* READING TEXT
So- I ended up cleaning everything. One of the rubbish bags was leaking and stank and dripped as I removed it from our domicile. Also, there were empty milk cartons that smelt like off-milk and there's nothing I hate more than the smell of milk, especially off-milk. Except maybe rotting garbage and faecal matter. I took out nine bags of rubbish plus numerous recycling items. And then I mopped our floors and disinfected them with bleach, and cleaned the bathroom and washed the dishcloths. I found a colony of pink mould on the taps in the bathroom (and I'd thought it was some fancy pink steel the Spaniards liked using) and what I'd thought was mottled enamel on our basin was actually grime. For once our kitchen and bathroom sparkled. Wonder how long it will last.Cayley said she'd thought the 5L pot was Laure's which was why she didn't wash it up because she's so sick of cleaning up after her. I can't be too angry at Laure though because even though it is frustrating to live with someone who would let 9 bags of rubbish pile up over a week (because everything she eats comes out of a packet), her boyfriend did fix my socket for me. The power socket in my room was always falling out of the wall so you could see the cords, but today one of the cords came undone and I had my computer plugged in, so when I tried to remove it, it kept going 'SPOFF, SPOFF' and blue sparks would fly out. I didn't know what to do except not touch it, so I asked him and he turned off the electricity, fiddled with it for 10 minutes and it was back to normal. It's still coming out of the wall but he said he has something in his house that he'll bring over tomorrow to secure it. I now have around seven books propping it up.
When I went to the gym yesterday, these crazy beautiful weeds had sprouted all around the building so it looked like a yellow field out of a Miyazaki film. They must have appeared in less than a week because I'd been to the gym last Friday and it was all still barren and foreboding. Some of them are taller than I am. Mutant weeds.

* ENTRIES SUPPLIED

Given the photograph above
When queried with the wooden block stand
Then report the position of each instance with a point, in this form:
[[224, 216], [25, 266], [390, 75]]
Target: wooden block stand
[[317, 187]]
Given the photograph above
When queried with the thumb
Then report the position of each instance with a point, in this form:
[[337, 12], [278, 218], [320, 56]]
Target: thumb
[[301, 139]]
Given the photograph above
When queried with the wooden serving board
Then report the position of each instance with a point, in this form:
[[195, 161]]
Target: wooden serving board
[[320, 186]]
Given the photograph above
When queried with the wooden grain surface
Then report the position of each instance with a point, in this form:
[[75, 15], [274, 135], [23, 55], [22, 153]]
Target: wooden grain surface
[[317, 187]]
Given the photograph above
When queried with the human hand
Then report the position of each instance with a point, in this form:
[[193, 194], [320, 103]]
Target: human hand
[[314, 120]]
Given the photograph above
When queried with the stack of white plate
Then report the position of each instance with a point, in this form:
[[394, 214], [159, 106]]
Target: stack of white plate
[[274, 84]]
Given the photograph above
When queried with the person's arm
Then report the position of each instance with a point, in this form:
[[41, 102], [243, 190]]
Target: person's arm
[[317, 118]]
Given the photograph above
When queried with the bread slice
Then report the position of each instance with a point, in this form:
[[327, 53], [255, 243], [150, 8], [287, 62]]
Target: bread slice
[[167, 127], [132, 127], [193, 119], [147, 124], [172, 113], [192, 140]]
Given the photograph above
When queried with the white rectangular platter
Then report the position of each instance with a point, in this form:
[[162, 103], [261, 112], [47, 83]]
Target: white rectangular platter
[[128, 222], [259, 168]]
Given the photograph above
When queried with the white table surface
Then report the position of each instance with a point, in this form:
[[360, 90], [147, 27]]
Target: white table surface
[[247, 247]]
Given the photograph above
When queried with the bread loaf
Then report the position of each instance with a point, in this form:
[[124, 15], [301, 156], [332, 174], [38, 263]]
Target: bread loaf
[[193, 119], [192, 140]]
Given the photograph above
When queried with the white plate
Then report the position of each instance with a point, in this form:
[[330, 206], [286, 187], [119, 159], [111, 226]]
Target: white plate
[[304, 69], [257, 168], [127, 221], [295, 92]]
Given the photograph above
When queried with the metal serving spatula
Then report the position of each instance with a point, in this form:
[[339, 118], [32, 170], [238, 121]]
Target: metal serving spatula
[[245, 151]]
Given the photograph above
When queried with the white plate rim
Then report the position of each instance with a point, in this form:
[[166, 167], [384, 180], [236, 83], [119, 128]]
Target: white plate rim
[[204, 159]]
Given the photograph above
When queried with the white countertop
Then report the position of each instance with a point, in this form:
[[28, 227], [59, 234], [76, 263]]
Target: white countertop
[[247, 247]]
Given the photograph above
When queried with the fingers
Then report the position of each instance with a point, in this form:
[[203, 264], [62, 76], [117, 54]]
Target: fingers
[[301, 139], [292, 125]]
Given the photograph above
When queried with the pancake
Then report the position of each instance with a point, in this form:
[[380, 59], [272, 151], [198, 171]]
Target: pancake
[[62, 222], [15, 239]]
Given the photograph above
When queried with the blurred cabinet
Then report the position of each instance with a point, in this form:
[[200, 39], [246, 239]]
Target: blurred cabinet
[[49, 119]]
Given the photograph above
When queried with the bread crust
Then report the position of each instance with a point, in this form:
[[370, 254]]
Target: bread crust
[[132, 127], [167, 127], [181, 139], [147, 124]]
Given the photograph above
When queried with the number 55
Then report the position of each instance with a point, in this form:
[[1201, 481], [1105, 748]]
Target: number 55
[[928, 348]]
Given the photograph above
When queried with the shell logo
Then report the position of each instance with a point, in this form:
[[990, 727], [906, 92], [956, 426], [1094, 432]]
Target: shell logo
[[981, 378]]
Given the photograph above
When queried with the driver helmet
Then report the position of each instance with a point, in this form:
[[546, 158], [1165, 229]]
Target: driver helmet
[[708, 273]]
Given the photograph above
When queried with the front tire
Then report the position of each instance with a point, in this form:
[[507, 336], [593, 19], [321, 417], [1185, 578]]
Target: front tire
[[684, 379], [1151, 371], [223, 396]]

* EXERCISE SET
(a) Please repeat everything in the entries from their very start down to the line containing "[[320, 186]]", with both of those lines included.
(b) Carry on with the cleanup account from the point where it stops.
The cleanup account and the entries have nothing to do with each other.

* REPLIES
(a)
Given the photograph above
When queried with the wooden block stand
Then report the position of each instance with a point, in this form:
[[224, 216], [25, 266], [390, 75]]
Target: wooden block stand
[[317, 187]]
Given the photograph above
When queried with the thumb
Then report the position of each instance with a point, in this form:
[[337, 12], [278, 218], [320, 56]]
Target: thumb
[[301, 139]]
Given the photograph above
When queried with the wooden serving board
Then report the position of each instance with a point, in this form:
[[195, 161]]
Target: wooden serving board
[[320, 186]]

(b)
I created a new recipe yesterday as I thought about what I could cook to use up the almost-expired eggs and tomatos in my fridge. It's called Catherine's Secret Omelette Recipe. But it's not very secret. You fry up some garlic, chop as much spinach as you need to get rid of, chop as many tomatos as you need to get rid of, whisk as many eggs as you need to get rid of, chop up as much ham as you want, throw it all into the saucepan together and cook until it looks done. Our fridge is strange. When I tried to crack two of the eggs, they wouldn't crack. I thought maybe I'd boiled them and forgot about it, so I peeled them and they had frozen solid. Quite gross. The other eggs were fine though. I wasn't sure if you could defrost frozen eggs and use them again so I chucked them out. My dad thinks I'm getting sick because I keep eating almost-expired food to save money.








Yes, the Spanish people love their ham. Clockwise from top left: wall of ham; another wall of ham; Palace of Ham, random husky begging for ham; Ham Paradise; Museum of Ham.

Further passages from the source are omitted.